§ Aim of the exercise
Look through the material below and return every line that contains "plate".

• • •

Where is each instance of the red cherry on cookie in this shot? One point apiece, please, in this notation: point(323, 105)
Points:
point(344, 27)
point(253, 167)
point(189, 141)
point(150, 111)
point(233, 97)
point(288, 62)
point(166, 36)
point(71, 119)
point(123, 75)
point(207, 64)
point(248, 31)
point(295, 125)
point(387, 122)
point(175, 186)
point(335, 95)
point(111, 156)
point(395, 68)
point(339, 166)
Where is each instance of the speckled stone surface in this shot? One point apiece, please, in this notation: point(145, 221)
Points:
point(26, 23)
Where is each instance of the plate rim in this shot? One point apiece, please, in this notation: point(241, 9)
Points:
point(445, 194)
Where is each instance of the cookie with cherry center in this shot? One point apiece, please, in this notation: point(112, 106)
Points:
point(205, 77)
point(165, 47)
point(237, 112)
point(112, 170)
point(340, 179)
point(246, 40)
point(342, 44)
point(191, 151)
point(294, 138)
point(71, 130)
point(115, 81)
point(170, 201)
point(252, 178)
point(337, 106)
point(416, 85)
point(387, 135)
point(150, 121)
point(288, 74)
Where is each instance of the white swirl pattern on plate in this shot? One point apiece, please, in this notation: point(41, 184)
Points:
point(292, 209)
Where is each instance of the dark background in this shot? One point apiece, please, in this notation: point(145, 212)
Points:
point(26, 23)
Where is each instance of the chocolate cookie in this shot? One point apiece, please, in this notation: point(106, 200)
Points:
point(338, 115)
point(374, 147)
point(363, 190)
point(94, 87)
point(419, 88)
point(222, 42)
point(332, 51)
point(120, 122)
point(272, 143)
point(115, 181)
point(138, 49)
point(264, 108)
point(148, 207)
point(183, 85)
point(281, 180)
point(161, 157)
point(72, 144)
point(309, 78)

• • •

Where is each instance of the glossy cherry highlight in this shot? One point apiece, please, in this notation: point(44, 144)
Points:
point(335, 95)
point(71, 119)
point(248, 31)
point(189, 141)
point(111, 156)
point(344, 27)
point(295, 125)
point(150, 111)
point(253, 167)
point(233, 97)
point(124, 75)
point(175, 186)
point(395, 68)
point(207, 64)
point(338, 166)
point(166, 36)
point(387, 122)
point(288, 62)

• • •

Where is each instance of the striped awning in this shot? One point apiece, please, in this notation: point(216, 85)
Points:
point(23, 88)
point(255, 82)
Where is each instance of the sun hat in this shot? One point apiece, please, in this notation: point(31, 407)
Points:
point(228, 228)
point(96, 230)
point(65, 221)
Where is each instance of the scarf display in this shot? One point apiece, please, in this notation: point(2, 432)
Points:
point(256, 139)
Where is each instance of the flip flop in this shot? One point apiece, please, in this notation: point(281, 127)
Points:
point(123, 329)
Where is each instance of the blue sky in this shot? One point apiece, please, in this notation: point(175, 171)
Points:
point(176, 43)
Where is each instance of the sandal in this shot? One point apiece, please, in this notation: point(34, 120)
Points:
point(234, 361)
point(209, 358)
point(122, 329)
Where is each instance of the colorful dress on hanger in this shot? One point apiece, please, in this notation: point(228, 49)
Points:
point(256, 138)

• • •

§ Result of this task
Where is each instance of the plate rim in this shot? One point apiece, please, in this notation: point(241, 9)
Where is each instance of the white swirl pattern on plate in this shot? One point apiece, please, in this notation: point(41, 184)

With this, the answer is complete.